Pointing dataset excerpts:

────────

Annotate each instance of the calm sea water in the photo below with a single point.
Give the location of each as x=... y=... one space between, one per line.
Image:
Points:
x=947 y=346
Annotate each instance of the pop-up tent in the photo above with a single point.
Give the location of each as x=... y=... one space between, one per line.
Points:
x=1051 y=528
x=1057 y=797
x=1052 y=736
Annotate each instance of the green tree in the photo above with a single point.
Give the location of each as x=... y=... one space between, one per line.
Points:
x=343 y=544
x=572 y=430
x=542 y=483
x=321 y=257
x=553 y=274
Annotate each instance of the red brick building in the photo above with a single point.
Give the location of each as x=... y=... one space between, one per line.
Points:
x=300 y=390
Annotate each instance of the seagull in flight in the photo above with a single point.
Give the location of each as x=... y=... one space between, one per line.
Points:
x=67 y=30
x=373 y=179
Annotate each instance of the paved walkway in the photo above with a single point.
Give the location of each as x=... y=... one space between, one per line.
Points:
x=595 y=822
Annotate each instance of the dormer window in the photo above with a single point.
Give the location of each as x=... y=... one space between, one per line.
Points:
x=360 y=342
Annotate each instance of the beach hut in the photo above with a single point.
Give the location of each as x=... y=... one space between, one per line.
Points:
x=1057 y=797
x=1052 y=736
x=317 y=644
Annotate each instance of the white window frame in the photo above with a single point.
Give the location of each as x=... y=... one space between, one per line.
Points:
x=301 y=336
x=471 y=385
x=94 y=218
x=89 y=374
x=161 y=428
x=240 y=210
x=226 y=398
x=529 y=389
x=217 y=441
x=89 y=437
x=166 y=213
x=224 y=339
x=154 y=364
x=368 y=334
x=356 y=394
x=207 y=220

────────

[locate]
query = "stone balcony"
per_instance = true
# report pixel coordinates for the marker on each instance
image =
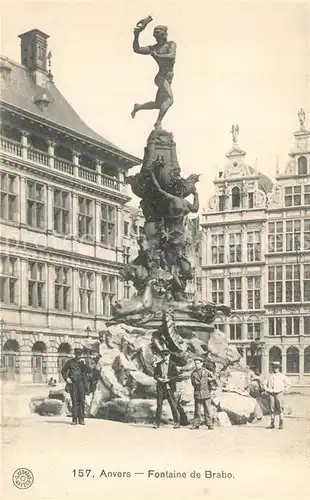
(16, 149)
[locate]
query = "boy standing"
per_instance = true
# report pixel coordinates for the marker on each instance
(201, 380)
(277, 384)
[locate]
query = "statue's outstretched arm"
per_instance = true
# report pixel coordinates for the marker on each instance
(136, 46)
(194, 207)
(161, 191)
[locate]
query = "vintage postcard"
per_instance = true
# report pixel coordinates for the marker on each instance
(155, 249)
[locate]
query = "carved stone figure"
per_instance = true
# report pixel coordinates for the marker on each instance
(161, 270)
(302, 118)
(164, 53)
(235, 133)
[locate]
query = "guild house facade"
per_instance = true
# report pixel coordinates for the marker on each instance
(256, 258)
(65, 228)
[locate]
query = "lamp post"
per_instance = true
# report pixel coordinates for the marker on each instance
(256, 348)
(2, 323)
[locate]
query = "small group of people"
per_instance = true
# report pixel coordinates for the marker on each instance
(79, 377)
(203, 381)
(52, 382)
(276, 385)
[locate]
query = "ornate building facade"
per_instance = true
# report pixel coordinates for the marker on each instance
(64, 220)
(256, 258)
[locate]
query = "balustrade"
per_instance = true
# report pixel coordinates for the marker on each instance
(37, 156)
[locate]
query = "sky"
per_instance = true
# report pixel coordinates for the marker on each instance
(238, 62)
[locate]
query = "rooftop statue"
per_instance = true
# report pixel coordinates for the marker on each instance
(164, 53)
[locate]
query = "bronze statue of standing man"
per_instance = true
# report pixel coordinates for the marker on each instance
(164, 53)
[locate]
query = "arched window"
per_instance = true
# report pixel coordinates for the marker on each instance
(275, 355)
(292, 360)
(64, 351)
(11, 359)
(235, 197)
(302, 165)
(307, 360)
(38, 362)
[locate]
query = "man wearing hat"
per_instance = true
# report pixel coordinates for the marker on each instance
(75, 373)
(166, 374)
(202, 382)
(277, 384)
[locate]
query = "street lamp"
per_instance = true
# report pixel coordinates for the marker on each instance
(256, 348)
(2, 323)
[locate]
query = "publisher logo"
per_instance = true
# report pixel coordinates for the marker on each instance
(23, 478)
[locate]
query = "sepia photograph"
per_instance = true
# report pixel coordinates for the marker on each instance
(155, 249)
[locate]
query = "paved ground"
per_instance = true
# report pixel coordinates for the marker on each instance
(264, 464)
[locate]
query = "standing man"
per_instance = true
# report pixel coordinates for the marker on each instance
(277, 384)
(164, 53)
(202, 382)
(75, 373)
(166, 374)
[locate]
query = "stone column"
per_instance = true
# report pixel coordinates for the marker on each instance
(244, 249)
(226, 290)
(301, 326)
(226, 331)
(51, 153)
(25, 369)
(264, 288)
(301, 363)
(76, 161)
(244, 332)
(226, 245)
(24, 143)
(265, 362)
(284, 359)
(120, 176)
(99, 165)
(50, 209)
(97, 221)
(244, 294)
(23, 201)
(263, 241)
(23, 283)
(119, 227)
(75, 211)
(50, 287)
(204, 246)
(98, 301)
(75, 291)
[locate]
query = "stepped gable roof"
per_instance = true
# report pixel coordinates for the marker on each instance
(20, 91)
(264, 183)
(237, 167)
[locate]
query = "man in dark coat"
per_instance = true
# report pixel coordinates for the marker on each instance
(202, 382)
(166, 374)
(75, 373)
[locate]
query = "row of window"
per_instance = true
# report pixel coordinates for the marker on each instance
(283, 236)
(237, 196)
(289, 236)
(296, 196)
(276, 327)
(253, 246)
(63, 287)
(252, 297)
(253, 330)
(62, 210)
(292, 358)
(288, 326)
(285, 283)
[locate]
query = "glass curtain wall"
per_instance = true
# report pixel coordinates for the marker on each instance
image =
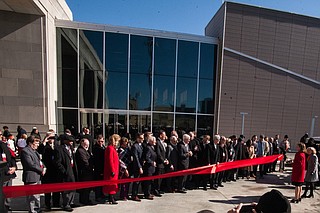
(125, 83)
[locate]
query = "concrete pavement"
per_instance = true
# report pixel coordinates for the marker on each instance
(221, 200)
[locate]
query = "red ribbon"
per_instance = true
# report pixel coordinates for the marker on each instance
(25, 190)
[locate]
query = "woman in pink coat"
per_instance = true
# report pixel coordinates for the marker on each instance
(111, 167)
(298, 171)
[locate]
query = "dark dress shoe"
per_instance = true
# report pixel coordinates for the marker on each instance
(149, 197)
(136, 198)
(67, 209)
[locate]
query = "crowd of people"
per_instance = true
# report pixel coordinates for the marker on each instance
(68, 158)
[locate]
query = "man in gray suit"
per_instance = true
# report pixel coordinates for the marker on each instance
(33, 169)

────────

> **TASK BRIEF**
Copy out word for word the part of the rows that opens with the line containing "Annotate each instance of the calm" and closes with the line containing "x=207 y=220". Include both of those lines.

> **SOLUTION TO THIS TASK**
Annotate each instance of the calm sea water in the photo below with a single point.
Give the location of each as x=... y=... one space between, one per line.
Image:
Points:
x=947 y=346
Annotate each instance of the pop-up tent in the photo above with a single point.
Give the location of each as x=... y=... one space between, one per line.
Points:
x=1051 y=528
x=1057 y=797
x=1052 y=736
Annotate each instance of the green tree in the photo above with a single point.
Give the location of each as x=... y=... one space between, one per line.
Points:
x=343 y=544
x=572 y=430
x=542 y=483
x=321 y=257
x=553 y=274
Annotate each instance of the red brick building in the photo above with a single point.
Give the location of each as x=... y=... one space between, one per line.
Points:
x=300 y=390
Annotate each instance of the seagull in flight in the photo above with a single point.
Give the location of each as x=... y=... one space between, one per line.
Points:
x=67 y=30
x=373 y=179
Annotate each instance of the paved walkway in the photo above with a single point.
Give the location of each as x=... y=... one space between, one per line.
Points:
x=595 y=822
Annotate each instance of the dormer window in the photo above with a single point.
Give the location of each as x=... y=... one space between, one per line.
Points:
x=360 y=342
Annotate each instance of the beach hut in the photo above with a single point.
Give the location of each as x=... y=... one space between, one per line.
Points:
x=1057 y=797
x=1052 y=736
x=317 y=644
Annotate each instance of the white window frame in the photo above with a single point.
Give the location of each as x=... y=... one space between, one per line.
Points:
x=301 y=336
x=471 y=385
x=94 y=218
x=89 y=374
x=161 y=428
x=240 y=210
x=226 y=398
x=529 y=389
x=217 y=441
x=89 y=437
x=166 y=213
x=224 y=339
x=154 y=364
x=368 y=334
x=356 y=394
x=207 y=220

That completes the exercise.